| WHAT TO DO |
Copy out every record below exactly as written, but leave out any pictures.

Excerpts from a dataset

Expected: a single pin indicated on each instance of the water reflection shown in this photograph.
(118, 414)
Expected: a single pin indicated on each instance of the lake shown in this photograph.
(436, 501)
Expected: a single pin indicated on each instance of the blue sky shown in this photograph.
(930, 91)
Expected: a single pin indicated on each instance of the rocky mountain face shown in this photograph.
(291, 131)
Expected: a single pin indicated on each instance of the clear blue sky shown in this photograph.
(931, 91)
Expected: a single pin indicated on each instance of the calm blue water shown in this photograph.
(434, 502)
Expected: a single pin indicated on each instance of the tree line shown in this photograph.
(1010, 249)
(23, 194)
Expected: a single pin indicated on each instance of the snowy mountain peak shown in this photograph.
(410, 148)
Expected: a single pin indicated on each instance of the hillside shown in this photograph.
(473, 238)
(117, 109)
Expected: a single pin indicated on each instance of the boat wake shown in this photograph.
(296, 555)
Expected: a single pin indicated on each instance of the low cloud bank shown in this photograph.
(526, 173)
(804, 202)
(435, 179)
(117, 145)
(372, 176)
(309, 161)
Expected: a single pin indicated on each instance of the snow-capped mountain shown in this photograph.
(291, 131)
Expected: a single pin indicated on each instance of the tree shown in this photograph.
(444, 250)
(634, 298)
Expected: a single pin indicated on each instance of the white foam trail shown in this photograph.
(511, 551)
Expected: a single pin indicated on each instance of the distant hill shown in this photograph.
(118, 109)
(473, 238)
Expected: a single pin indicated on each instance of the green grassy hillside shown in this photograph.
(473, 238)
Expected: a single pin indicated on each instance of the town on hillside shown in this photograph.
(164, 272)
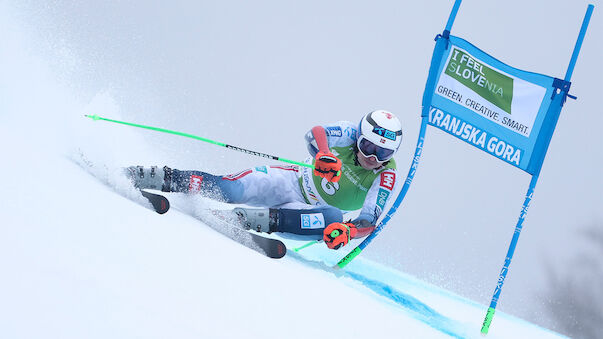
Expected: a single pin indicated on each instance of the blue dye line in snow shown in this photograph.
(414, 306)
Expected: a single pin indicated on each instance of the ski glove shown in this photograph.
(327, 166)
(338, 234)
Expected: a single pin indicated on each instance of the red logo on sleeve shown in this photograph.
(388, 180)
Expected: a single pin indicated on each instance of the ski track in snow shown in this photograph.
(415, 308)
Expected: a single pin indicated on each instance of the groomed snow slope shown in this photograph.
(80, 260)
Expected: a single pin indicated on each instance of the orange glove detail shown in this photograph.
(327, 166)
(338, 234)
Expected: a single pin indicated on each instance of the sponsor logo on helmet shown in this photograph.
(194, 184)
(388, 180)
(329, 188)
(312, 221)
(335, 131)
(380, 131)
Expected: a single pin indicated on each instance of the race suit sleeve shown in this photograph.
(376, 199)
(339, 134)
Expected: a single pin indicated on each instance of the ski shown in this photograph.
(227, 224)
(159, 202)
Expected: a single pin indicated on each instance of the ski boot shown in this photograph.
(150, 177)
(257, 219)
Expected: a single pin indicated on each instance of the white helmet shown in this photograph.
(379, 134)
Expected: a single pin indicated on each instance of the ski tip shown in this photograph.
(279, 252)
(93, 117)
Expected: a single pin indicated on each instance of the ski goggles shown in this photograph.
(367, 148)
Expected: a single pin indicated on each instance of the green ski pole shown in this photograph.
(163, 130)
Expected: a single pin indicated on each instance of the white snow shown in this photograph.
(79, 260)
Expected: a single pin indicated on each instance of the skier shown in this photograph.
(353, 170)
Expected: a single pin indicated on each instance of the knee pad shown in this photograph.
(307, 221)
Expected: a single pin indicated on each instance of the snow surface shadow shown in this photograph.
(416, 308)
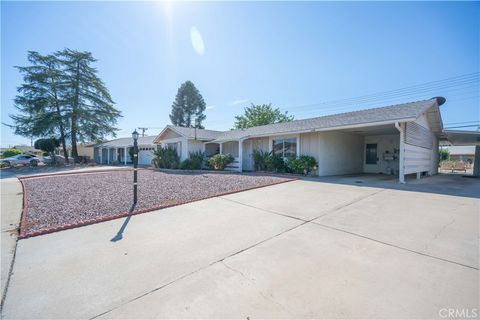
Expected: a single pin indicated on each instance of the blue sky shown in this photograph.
(293, 55)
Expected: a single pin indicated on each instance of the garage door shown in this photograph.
(145, 156)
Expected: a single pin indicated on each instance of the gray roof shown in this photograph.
(126, 142)
(411, 110)
(189, 133)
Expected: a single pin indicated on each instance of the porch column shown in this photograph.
(240, 155)
(401, 159)
(476, 162)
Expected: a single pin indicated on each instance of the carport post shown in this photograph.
(401, 162)
(476, 162)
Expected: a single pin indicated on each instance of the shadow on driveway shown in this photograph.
(446, 184)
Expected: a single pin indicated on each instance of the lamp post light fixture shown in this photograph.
(135, 164)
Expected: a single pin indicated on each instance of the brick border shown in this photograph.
(23, 234)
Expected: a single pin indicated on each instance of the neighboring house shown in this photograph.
(461, 153)
(400, 139)
(117, 151)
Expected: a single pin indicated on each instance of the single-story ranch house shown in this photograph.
(400, 139)
(117, 151)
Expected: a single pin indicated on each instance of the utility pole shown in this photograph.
(143, 131)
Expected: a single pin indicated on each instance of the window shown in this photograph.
(177, 146)
(371, 153)
(285, 148)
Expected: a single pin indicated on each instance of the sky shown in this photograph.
(300, 56)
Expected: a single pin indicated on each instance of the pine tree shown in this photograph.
(188, 104)
(259, 115)
(93, 114)
(39, 101)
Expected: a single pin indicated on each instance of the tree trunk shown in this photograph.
(74, 115)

| EXERCISE OUTPUT |
Expected: a single pin indicated on each instance of the water reflection shown in this photograph.
(118, 414)
Expected: a single pin indicated on each instance of the lake shown in this photograph.
(436, 501)
Expected: a single pin indicated on each instance of the blue sky shown in this photograph.
(930, 91)
Expected: a single pin indicated on each instance of the rocky mountain face shown in this photograph.
(291, 131)
Expected: a single pin indicated on each instance of the clear blue sky shown in this photograph.
(931, 91)
Expected: a single pin indicated on each instance of the calm blue water shown in this photograph.
(434, 502)
Expected: a single pin indicated on each instance of the tree line shown in this photograph.
(1010, 249)
(23, 194)
Expected: a single pin indicated on each instance of the snowy mountain peak shown in this photograph.
(410, 148)
Expected: a single pin indicated on each instance of the hillside shown in this photograph.
(473, 238)
(117, 109)
Expected: a single pin indicated on each instance of the boat wake shown in this photograph.
(296, 555)
Expected: a single pin indicated on each instance of the low cloud bank shown in this photograph.
(526, 173)
(804, 202)
(435, 179)
(117, 145)
(372, 176)
(309, 161)
Expected: a single pin indicated on each instance of the snow-capped mountain shown in this photograph.
(291, 131)
Expected: a single pin indicated on each instance of the tree shown in this photograph.
(444, 250)
(634, 298)
Expected: a single pin indicated on each instance of the white foam trail shown in this photograph.
(511, 551)
Expected: a single pin indicated on each instance of the distant hill shown in this photograph.
(118, 109)
(473, 238)
Expected: a single pin indicated on each instance of the green grassy hillside shown in this photograph.
(473, 238)
Expected: a single pin indicated on each instance of the town on hillside shown in this photograph.
(164, 272)
Expected: a single pin indicated on each instance of the blue dye line in snow shown in this photograph.
(414, 306)
Expected: a single pin indicated on each instance of the ski glove shown in this photograph.
(327, 166)
(338, 234)
Expected: a single pin indicated on each instance of the red logo on sleeve shown in this photograph.
(388, 180)
Expected: a single pin indicated on each instance of the ski track in snow shown in this photograph.
(415, 308)
Expected: a single pin indicated on each instance of the groomed snow slope shown in this photograph.
(80, 260)
Expected: a single pin indicated on each instance of the orange glove detail shown in this photograph.
(327, 166)
(338, 234)
Expected: a single pin indicated on each instance of the sponsor logo on helmet shown in this photograph.
(194, 184)
(388, 180)
(329, 188)
(312, 221)
(335, 131)
(380, 131)
Expected: a single pin indicated on each instance of the race suit sleeve shown in this photograph.
(376, 199)
(339, 134)
Expected: a single pin indicated on each instance of the ski shown in this photograph.
(227, 224)
(159, 202)
Expected: a single pin indicated on each instance of the ski boot shown in this photograph.
(150, 177)
(257, 219)
Expected: a single pin indicated on each instance of the white helmet shown in this photograph.
(379, 134)
Expected: a single pin indicated on each instance of the ski tip shown in this photograph.
(279, 252)
(93, 117)
Expected: a single pin indicated on each instance of the ski goggles shown in this photograph.
(367, 148)
Expected: a single pin indicated on each instance of the green ski pole shown in this photograph.
(163, 130)
Expected: a single pin indicated on each instance of the white snow shown in this photograph.
(79, 260)
Expected: a single pin indicated on each instance of the skier shown in this photograph.
(353, 170)
Expected: a single pin indicated on each instance of the knee pad shown in this photograph.
(307, 221)
Expected: a single pin indicated on each instance of the snow surface shadow shown in this photograph.
(416, 308)
Expected: a single pin indicated on each instance of the blue sky shown in this photograph.
(293, 55)
Expected: a single pin indicated on each instance of the garage door shown in this photograph.
(145, 156)
Expected: a single pin indicated on each instance of the gray roof shown in this photograph.
(126, 142)
(411, 110)
(189, 133)
Expected: a single pin indicated on each instance of the porch column shown in this photograph.
(240, 155)
(401, 159)
(476, 162)
Expected: a single pin indicated on each instance of the carport post shown in this photograph.
(401, 162)
(476, 162)
Expected: a single pin indicated on each instance of the shadow on driveway shown in this photograph.
(446, 184)
Expected: a single pin indicated on each instance of the lamp post light fixture shown in this photograph.
(135, 164)
Expected: a single pin indicated on each instance of the brick border shown in this photograph.
(23, 234)
Expected: a single pin indicated on each instance of the neighboring house shown in this photograph.
(461, 153)
(400, 139)
(117, 151)
Expected: a single pin indicated on each instance of the single-story ranch house shown in this photograph.
(400, 139)
(117, 151)
Expected: a single pin indicated on each instance of the utility pole shown in this photograph.
(143, 131)
Expected: a single pin indicated on each instance of the window shown in this photograph.
(177, 146)
(371, 153)
(285, 148)
Expected: a single pin indicated on each instance of the sky shown in this photograph.
(300, 56)
Expected: a single pin indicated on each instance of the pine tree shown in this photograph.
(188, 104)
(259, 115)
(93, 114)
(39, 101)
Expected: a single pin indicated on each instance of the tree trunk shown in this photograph.
(74, 115)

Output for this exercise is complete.